Görevler
1. Kültürel uzaklık metnine göre şu soruları cevaplayın:
(a) Kavram ilk olarak kimlerin çalışmalarında geçmiştir?
(b) Basit bir ifadeyle kültürel uzaklık nasıl tanımlanmaktadır?
(c) Temalar arasındaki benzerliğin yüksek oranda olması neyi gösterir?
2. Lütfen kültürel uzaklık metnini son cümlesinden sonra gelecek kısımla sürdürün.

::: Alıntı Metin :::

Kültürel Uzaklık
Kavram Sosyoloji
-
2019
İş ve yaşam olanaklarının elverişsizliği gibi zorunlu nedenlerle uzun ya da kısa süreli göçler, turizm gezileri gibi yer değiştirmek zorunda kalan bireyler farklı coğrafyada yer almanın yanı sıra farklı kültürel ortamların içine girmektedir. Yer değiştirmekle yaşanan ilk baştaki yeni ev sahibi kültürün yaratmış olduğu merak ve heyecan verici durumun devamı bireyin içinde bulunduğu kültürel uyum sağlama sürecinin başlamasıdır. Sosyo-kültürel uyum süreci, bireyin yaş, cinsiyet, eğitim düzeyi, mesleği gibi demografik değişkenlerin yanı ev sahibi kültür hakkında edinilen bilgi birikimi, çevreyle etkileşim düzeyi, dil yeterliliği, kültürleşme baskısı, sosyal destek ve kültürel uzaklık gibi değişkenlere bağlı olarak hızlı ya da yavaş geçmektedir. Kültürel uyum sürecinde kültürel uzaklığın önemli bir etkisi vardır. Kültürel uzaklık ya da mesafe (cultural distance) basit bir ifadeyle “Sosyal ve fiziksel özelliklerine dayanarak iki kültür arasındaki uzaklık” olarak tanımlanmaktadır. Söz konusu mesafe fiziksel durumu ya da alt kültürün sosyo-kültürel anlamda ülkenin geri kalanına benzemesi olarak ifade edilebilir. Diğer bir tanılamada “İçinde bulunulan ev sahibi kültür ile orijinde sahip olunan kültür arasındaki farklılık, kültürel uzaklık” olarak ifade edilmektedir. Kavram ilk olarak Babiker, Cox, ve Miller’in (1980) çalışmalarında geçmiştir. Kültürel uzaklık düzeyinin temel parametreleri; kullanılan dil, yemekler, dua şekli, giyim tarzı, aile hayatı, arkadaşlık, hayat standardı, yaratıcı aktiviteler, boş zaman geçirme uğraşları, oyun oynama şekli, flört ya da evlilik, toplumsal örgüt ya da ilişkiler, eğitim seviyesi ve hava sıcaklığı gibi çoğunlukla sosyo-kültürel özelliklerdir. Bu temalar arasındaki benzerliğin yüksek oranda olması kültürel uzaklığın az olduğunu farklılığın yüksek olması ise kültürel uzaklığın fazla olduğunu göstermektedir.

::: Verilen Kayıtlar :::

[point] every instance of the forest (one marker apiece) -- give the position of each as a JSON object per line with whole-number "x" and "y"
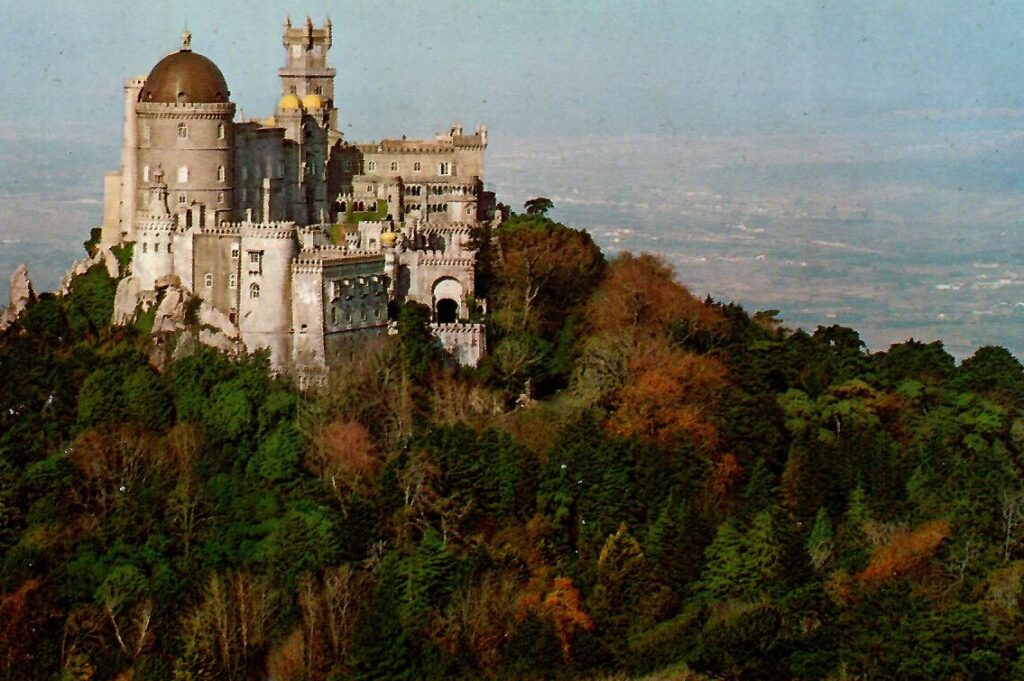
{"x": 635, "y": 483}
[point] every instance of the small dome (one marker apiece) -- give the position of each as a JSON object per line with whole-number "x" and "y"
{"x": 289, "y": 102}
{"x": 185, "y": 77}
{"x": 312, "y": 100}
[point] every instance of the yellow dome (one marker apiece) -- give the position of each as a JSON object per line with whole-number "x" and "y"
{"x": 289, "y": 102}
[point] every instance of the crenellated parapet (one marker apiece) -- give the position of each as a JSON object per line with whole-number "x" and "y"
{"x": 212, "y": 110}
{"x": 223, "y": 229}
{"x": 280, "y": 229}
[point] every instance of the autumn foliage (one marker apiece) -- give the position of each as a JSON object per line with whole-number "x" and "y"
{"x": 555, "y": 600}
{"x": 905, "y": 552}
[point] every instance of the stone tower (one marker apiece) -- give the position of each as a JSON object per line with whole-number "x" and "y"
{"x": 305, "y": 73}
{"x": 183, "y": 121}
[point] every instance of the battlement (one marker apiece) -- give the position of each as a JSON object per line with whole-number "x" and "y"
{"x": 274, "y": 229}
{"x": 222, "y": 229}
{"x": 190, "y": 110}
{"x": 156, "y": 225}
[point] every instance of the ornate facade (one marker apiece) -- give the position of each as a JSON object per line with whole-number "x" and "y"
{"x": 298, "y": 238}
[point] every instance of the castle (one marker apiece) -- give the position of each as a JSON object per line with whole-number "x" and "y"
{"x": 298, "y": 240}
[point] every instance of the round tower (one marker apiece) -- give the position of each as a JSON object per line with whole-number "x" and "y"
{"x": 184, "y": 125}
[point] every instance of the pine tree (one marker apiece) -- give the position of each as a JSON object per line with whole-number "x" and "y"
{"x": 820, "y": 541}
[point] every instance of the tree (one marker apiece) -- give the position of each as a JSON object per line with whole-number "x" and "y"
{"x": 539, "y": 206}
{"x": 544, "y": 270}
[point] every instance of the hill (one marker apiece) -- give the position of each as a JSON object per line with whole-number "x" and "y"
{"x": 636, "y": 481}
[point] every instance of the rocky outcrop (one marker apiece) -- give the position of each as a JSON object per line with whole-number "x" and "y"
{"x": 221, "y": 342}
{"x": 170, "y": 312}
{"x": 126, "y": 299}
{"x": 100, "y": 256}
{"x": 19, "y": 294}
{"x": 211, "y": 316}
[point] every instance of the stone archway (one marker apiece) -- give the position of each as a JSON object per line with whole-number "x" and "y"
{"x": 448, "y": 300}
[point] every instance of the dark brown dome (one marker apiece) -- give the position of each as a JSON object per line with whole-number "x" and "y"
{"x": 184, "y": 77}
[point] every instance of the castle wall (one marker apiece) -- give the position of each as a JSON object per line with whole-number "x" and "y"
{"x": 307, "y": 313}
{"x": 153, "y": 255}
{"x": 111, "y": 229}
{"x": 203, "y": 152}
{"x": 216, "y": 257}
{"x": 465, "y": 342}
{"x": 265, "y": 294}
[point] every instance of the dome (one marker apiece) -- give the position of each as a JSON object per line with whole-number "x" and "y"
{"x": 289, "y": 102}
{"x": 185, "y": 77}
{"x": 312, "y": 100}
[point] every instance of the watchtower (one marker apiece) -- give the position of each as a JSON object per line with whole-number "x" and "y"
{"x": 305, "y": 73}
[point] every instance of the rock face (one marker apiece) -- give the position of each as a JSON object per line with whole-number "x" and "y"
{"x": 19, "y": 294}
{"x": 170, "y": 313}
{"x": 125, "y": 300}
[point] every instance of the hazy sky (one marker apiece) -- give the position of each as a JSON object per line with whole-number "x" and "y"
{"x": 535, "y": 68}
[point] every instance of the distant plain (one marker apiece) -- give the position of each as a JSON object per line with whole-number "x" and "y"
{"x": 918, "y": 235}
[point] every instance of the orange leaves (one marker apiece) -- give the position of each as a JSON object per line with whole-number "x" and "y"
{"x": 904, "y": 552}
{"x": 557, "y": 601}
{"x": 669, "y": 393}
{"x": 342, "y": 453}
{"x": 640, "y": 295}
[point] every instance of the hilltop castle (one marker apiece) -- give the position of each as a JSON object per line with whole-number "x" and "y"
{"x": 296, "y": 239}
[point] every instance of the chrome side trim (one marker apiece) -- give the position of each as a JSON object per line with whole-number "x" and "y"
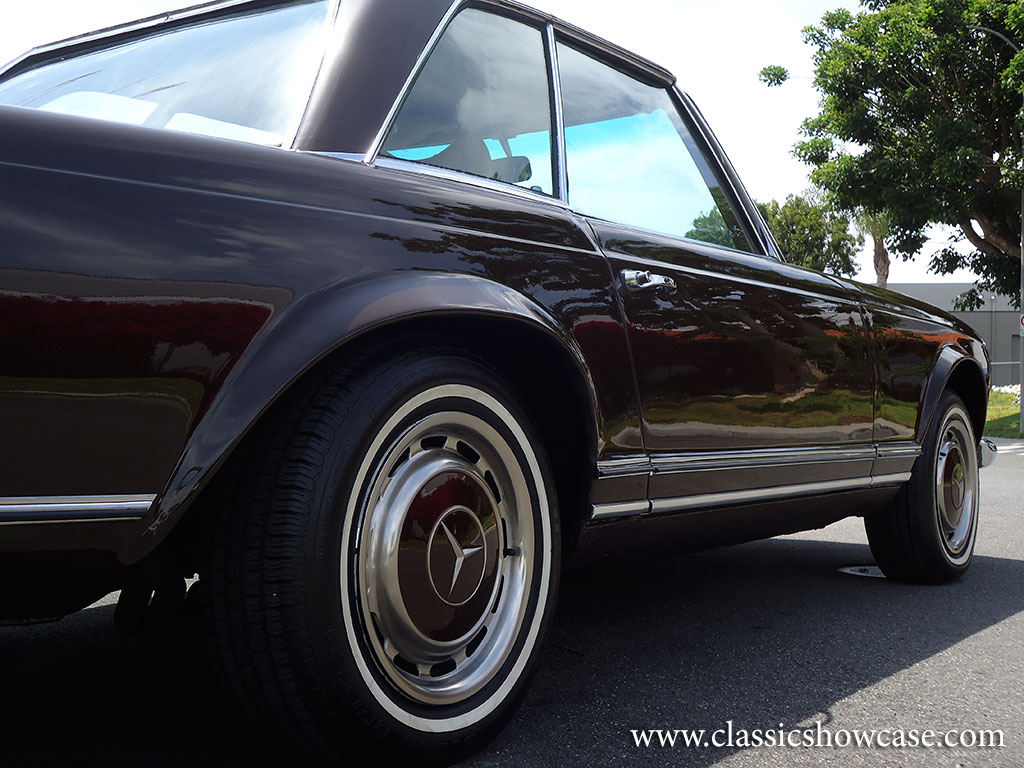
{"x": 413, "y": 74}
{"x": 760, "y": 458}
{"x": 19, "y": 510}
{"x": 987, "y": 453}
{"x": 681, "y": 504}
{"x": 424, "y": 169}
{"x": 894, "y": 479}
{"x": 899, "y": 451}
{"x": 556, "y": 95}
{"x": 633, "y": 465}
{"x": 619, "y": 509}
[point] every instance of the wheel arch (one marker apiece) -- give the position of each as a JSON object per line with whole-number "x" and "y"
{"x": 489, "y": 321}
{"x": 955, "y": 370}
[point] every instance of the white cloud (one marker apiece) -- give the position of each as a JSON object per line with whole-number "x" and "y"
{"x": 715, "y": 48}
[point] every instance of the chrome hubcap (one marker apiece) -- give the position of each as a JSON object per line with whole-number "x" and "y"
{"x": 956, "y": 484}
{"x": 445, "y": 551}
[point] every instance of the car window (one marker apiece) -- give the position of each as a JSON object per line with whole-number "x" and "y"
{"x": 245, "y": 76}
{"x": 480, "y": 104}
{"x": 631, "y": 159}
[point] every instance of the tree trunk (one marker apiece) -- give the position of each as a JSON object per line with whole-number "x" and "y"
{"x": 881, "y": 262}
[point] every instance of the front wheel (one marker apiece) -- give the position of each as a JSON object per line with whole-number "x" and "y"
{"x": 928, "y": 532}
{"x": 391, "y": 562}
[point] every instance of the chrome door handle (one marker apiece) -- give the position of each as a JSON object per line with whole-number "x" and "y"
{"x": 642, "y": 280}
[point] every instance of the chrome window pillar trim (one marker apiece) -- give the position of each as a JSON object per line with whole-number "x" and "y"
{"x": 20, "y": 510}
{"x": 720, "y": 162}
{"x": 425, "y": 169}
{"x": 374, "y": 147}
{"x": 558, "y": 144}
{"x": 330, "y": 25}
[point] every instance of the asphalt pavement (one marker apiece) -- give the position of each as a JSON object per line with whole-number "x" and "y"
{"x": 762, "y": 634}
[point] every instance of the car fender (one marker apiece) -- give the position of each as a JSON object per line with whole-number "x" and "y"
{"x": 308, "y": 332}
{"x": 950, "y": 358}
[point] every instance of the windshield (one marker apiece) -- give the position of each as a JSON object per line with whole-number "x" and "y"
{"x": 246, "y": 76}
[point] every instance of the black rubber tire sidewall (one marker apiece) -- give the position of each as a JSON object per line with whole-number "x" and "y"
{"x": 327, "y": 631}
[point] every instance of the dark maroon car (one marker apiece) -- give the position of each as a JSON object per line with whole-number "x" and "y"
{"x": 372, "y": 313}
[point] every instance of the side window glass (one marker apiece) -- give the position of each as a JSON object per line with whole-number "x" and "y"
{"x": 480, "y": 104}
{"x": 632, "y": 160}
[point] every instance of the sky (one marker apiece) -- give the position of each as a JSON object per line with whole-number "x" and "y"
{"x": 715, "y": 48}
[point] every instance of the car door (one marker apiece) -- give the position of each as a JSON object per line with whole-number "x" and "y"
{"x": 755, "y": 377}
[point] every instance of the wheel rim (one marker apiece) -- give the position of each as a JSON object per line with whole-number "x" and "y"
{"x": 956, "y": 485}
{"x": 444, "y": 558}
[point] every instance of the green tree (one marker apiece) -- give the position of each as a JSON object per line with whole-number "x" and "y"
{"x": 813, "y": 233}
{"x": 877, "y": 224}
{"x": 711, "y": 227}
{"x": 920, "y": 117}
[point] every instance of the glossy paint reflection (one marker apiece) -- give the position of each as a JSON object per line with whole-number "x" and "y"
{"x": 744, "y": 352}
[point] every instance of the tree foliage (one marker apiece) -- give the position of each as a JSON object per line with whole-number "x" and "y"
{"x": 921, "y": 117}
{"x": 813, "y": 233}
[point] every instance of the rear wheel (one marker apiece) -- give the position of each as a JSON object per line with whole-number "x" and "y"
{"x": 386, "y": 562}
{"x": 928, "y": 532}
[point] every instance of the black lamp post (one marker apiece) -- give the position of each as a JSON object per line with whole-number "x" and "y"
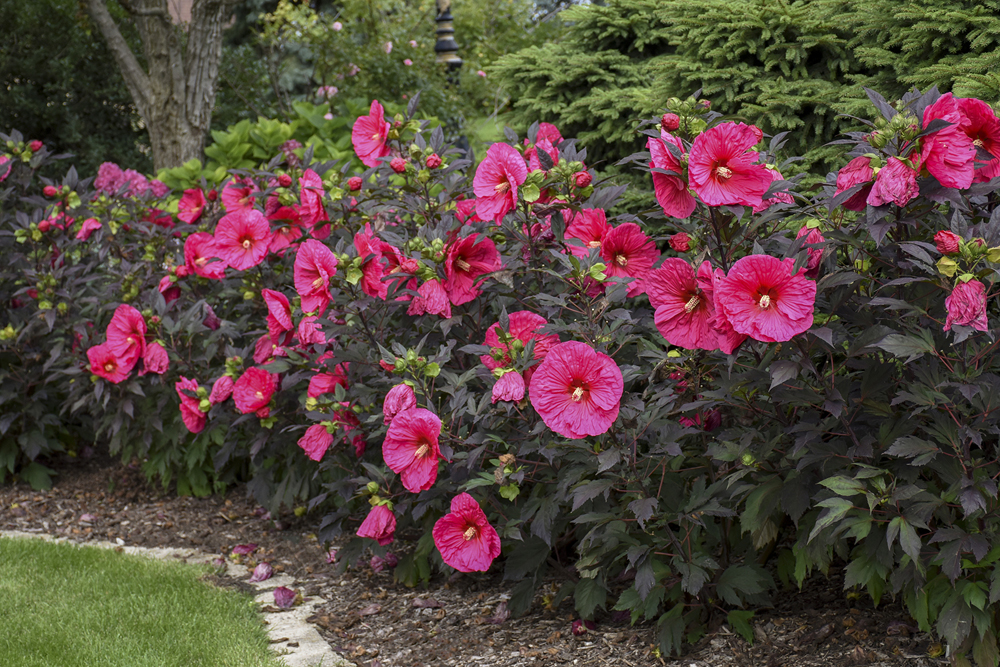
{"x": 446, "y": 47}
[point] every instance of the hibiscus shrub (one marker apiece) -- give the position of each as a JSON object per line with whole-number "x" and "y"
{"x": 675, "y": 411}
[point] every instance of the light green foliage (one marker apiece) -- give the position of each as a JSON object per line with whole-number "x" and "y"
{"x": 78, "y": 606}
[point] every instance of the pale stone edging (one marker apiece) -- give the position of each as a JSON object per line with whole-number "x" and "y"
{"x": 288, "y": 625}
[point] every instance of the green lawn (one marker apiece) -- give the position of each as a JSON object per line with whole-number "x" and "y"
{"x": 68, "y": 606}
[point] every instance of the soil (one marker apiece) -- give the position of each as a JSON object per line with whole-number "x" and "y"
{"x": 460, "y": 620}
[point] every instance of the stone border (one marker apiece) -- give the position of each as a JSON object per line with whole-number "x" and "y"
{"x": 295, "y": 641}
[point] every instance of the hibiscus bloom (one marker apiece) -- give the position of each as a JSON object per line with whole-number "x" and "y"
{"x": 525, "y": 327}
{"x": 238, "y": 195}
{"x": 315, "y": 441}
{"x": 981, "y": 124}
{"x": 279, "y": 314}
{"x": 314, "y": 266}
{"x": 311, "y": 211}
{"x": 194, "y": 419}
{"x": 108, "y": 365}
{"x": 765, "y": 300}
{"x": 628, "y": 253}
{"x": 380, "y": 525}
{"x": 509, "y": 387}
{"x": 948, "y": 153}
{"x": 127, "y": 333}
{"x": 155, "y": 359}
{"x": 577, "y": 390}
{"x": 685, "y": 311}
{"x": 254, "y": 389}
{"x": 465, "y": 537}
{"x": 242, "y": 238}
{"x": 966, "y": 306}
{"x": 191, "y": 205}
{"x": 896, "y": 182}
{"x": 431, "y": 298}
{"x": 496, "y": 182}
{"x": 721, "y": 166}
{"x": 589, "y": 225}
{"x": 411, "y": 448}
{"x": 671, "y": 191}
{"x": 467, "y": 259}
{"x": 90, "y": 225}
{"x": 399, "y": 398}
{"x": 201, "y": 256}
{"x": 856, "y": 172}
{"x": 370, "y": 135}
{"x": 222, "y": 389}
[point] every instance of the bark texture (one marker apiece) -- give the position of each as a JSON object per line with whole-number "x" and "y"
{"x": 175, "y": 92}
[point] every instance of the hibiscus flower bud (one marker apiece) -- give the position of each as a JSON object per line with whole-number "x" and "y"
{"x": 680, "y": 242}
{"x": 947, "y": 242}
{"x": 670, "y": 122}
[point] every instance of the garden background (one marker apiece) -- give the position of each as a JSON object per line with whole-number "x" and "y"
{"x": 388, "y": 277}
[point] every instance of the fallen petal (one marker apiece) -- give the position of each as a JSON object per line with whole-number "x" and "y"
{"x": 262, "y": 572}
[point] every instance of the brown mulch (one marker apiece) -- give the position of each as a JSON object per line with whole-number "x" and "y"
{"x": 460, "y": 620}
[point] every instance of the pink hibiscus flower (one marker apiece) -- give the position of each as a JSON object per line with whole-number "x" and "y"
{"x": 671, "y": 191}
{"x": 496, "y": 182}
{"x": 431, "y": 298}
{"x": 856, "y": 172}
{"x": 896, "y": 182}
{"x": 467, "y": 259}
{"x": 108, "y": 365}
{"x": 589, "y": 225}
{"x": 577, "y": 390}
{"x": 242, "y": 238}
{"x": 315, "y": 441}
{"x": 685, "y": 311}
{"x": 399, "y": 398}
{"x": 127, "y": 334}
{"x": 370, "y": 135}
{"x": 509, "y": 387}
{"x": 948, "y": 153}
{"x": 238, "y": 195}
{"x": 465, "y": 537}
{"x": 966, "y": 306}
{"x": 380, "y": 525}
{"x": 194, "y": 419}
{"x": 314, "y": 266}
{"x": 222, "y": 389}
{"x": 628, "y": 253}
{"x": 763, "y": 299}
{"x": 254, "y": 389}
{"x": 721, "y": 166}
{"x": 411, "y": 448}
{"x": 981, "y": 124}
{"x": 525, "y": 326}
{"x": 201, "y": 257}
{"x": 191, "y": 205}
{"x": 155, "y": 359}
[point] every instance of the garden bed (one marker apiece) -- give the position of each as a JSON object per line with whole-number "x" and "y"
{"x": 458, "y": 621}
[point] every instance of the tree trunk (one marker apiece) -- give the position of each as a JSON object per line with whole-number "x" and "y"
{"x": 176, "y": 92}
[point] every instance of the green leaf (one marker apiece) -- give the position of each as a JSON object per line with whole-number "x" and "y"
{"x": 739, "y": 621}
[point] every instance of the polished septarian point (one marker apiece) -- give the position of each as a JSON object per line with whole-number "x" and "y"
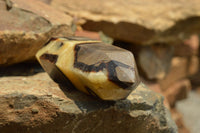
{"x": 102, "y": 70}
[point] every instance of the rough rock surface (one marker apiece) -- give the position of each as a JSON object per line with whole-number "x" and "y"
{"x": 154, "y": 61}
{"x": 177, "y": 91}
{"x": 143, "y": 22}
{"x": 181, "y": 67}
{"x": 190, "y": 110}
{"x": 36, "y": 104}
{"x": 25, "y": 26}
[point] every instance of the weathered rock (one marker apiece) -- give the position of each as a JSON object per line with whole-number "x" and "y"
{"x": 177, "y": 91}
{"x": 189, "y": 47}
{"x": 178, "y": 118}
{"x": 143, "y": 22}
{"x": 190, "y": 110}
{"x": 26, "y": 26}
{"x": 154, "y": 61}
{"x": 181, "y": 67}
{"x": 37, "y": 104}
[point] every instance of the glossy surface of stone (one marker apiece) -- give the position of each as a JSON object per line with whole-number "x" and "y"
{"x": 102, "y": 70}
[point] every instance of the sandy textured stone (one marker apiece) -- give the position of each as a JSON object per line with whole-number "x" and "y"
{"x": 189, "y": 47}
{"x": 181, "y": 67}
{"x": 154, "y": 61}
{"x": 143, "y": 22}
{"x": 26, "y": 26}
{"x": 37, "y": 104}
{"x": 177, "y": 91}
{"x": 178, "y": 118}
{"x": 190, "y": 110}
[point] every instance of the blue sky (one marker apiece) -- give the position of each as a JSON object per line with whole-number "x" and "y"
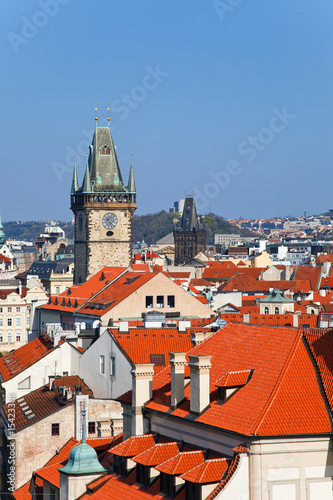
{"x": 230, "y": 99}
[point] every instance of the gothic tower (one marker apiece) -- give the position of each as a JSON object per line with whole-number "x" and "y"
{"x": 103, "y": 208}
{"x": 190, "y": 236}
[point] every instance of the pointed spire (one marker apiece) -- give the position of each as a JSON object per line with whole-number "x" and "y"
{"x": 75, "y": 182}
{"x": 86, "y": 188}
{"x": 131, "y": 182}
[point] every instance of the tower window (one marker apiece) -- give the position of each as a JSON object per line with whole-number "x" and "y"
{"x": 105, "y": 150}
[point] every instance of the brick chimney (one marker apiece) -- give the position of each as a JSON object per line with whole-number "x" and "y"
{"x": 199, "y": 369}
{"x": 177, "y": 362}
{"x": 142, "y": 391}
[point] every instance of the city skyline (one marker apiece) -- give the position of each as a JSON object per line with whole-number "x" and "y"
{"x": 231, "y": 102}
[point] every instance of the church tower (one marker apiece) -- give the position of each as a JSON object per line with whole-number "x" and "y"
{"x": 103, "y": 208}
{"x": 190, "y": 236}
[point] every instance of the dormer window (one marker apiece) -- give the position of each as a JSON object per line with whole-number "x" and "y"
{"x": 230, "y": 382}
{"x": 105, "y": 150}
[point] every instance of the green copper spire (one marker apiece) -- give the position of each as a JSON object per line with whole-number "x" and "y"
{"x": 2, "y": 234}
{"x": 131, "y": 182}
{"x": 75, "y": 182}
{"x": 86, "y": 188}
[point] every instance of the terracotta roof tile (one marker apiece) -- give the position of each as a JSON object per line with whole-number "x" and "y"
{"x": 210, "y": 471}
{"x": 42, "y": 402}
{"x": 149, "y": 345}
{"x": 275, "y": 401}
{"x": 157, "y": 454}
{"x": 134, "y": 445}
{"x": 182, "y": 462}
{"x": 17, "y": 361}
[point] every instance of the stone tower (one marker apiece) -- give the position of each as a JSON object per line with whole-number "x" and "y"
{"x": 103, "y": 208}
{"x": 190, "y": 236}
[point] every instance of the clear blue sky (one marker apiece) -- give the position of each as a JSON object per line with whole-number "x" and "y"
{"x": 230, "y": 99}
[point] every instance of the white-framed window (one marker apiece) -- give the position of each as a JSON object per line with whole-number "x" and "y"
{"x": 25, "y": 383}
{"x": 102, "y": 363}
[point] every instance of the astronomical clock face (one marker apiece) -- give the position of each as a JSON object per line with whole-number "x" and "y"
{"x": 110, "y": 221}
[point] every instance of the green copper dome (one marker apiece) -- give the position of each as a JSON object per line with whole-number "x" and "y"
{"x": 83, "y": 460}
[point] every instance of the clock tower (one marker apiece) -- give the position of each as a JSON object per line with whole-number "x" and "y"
{"x": 103, "y": 208}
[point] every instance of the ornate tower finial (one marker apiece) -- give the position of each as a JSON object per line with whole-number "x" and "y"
{"x": 84, "y": 412}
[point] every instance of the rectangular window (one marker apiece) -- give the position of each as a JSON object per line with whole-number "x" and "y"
{"x": 25, "y": 383}
{"x": 102, "y": 364}
{"x": 149, "y": 301}
{"x": 171, "y": 301}
{"x": 113, "y": 366}
{"x": 157, "y": 359}
{"x": 55, "y": 430}
{"x": 91, "y": 427}
{"x": 159, "y": 301}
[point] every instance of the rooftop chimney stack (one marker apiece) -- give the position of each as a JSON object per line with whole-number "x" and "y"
{"x": 142, "y": 391}
{"x": 200, "y": 396}
{"x": 177, "y": 363}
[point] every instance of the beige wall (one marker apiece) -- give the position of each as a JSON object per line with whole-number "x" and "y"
{"x": 135, "y": 304}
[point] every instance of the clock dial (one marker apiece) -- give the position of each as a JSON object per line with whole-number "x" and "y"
{"x": 109, "y": 221}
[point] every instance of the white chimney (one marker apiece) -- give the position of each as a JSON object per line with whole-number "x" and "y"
{"x": 199, "y": 369}
{"x": 197, "y": 338}
{"x": 177, "y": 364}
{"x": 142, "y": 391}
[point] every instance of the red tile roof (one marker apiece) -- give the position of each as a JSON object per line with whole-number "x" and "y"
{"x": 234, "y": 379}
{"x": 210, "y": 471}
{"x": 42, "y": 402}
{"x": 134, "y": 445}
{"x": 139, "y": 345}
{"x": 182, "y": 462}
{"x": 77, "y": 295}
{"x": 312, "y": 274}
{"x": 247, "y": 283}
{"x": 115, "y": 293}
{"x": 157, "y": 454}
{"x": 116, "y": 489}
{"x": 17, "y": 361}
{"x": 275, "y": 401}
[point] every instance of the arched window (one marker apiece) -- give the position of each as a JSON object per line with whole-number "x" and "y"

:::

Cevaplar
1.
(a) Babiker, Cox ve Miller'in (1980) çalışmalarında.
(b) "Sosyal ve fiziksel özelliklerine dayanarak iki kültür arasındaki uzaklık" olarak.
(c) Kültürel uzaklığın az olduğunu.

2.
Kültürel uyum teorileri kapsamında kültürel uzaklık kavramına çok fazla yer verilmektedir. Zira kültürel mesafenin büyüklüğünün kültürel uyum sürecinde belirleyici bir faktör olduğu ortaya konulmaktadır. Kültürel uzaklık ne kadar kısa olursa, içinde bulunulan ev sahibi kültürle benzerlik o kadar fazla demektir. Böylelikle yeni kültürü tanımak kolaylaşacaktır. Ancak bireyin kendi kültürü ile içine bulunduğu ev sahibi kültür arasındaki uzaklığın büyük olması, kültür şoku yaşamasına ve içinde bulunduğu ev sahibi kültüre uyum sağlamasını zorlaştırmaktadır. Diğer bir ifadeyle, kültürleşme sürecinde algılanan kültürel uzaklığın büyüklüğü arttıkça içinde bulundukları ev sahibi kültürle etkileşim düzeyleri azalmaktadır. Etkileşim seviyelerindeki azalışla birlikte yer değiştiren bireylerin kendi ülkelerine duydukları özlem artmaktadır. Aynı zamanda kültürel uzaklığın fazla olması nedeniyle kültürleşmedeki zorluklardan ortaya çıkan sosyal, psikolojik ve fiziksel kötü etkileri görülen kültürleşme stresinin artması ise bireyin içinde bulunduğu ev sahibi kültüre uyum sağlamasında direnç göstermesine neden olmaktadır. Direnç gösterme süreci uzadıkça kültürleşme de gecikmektedir.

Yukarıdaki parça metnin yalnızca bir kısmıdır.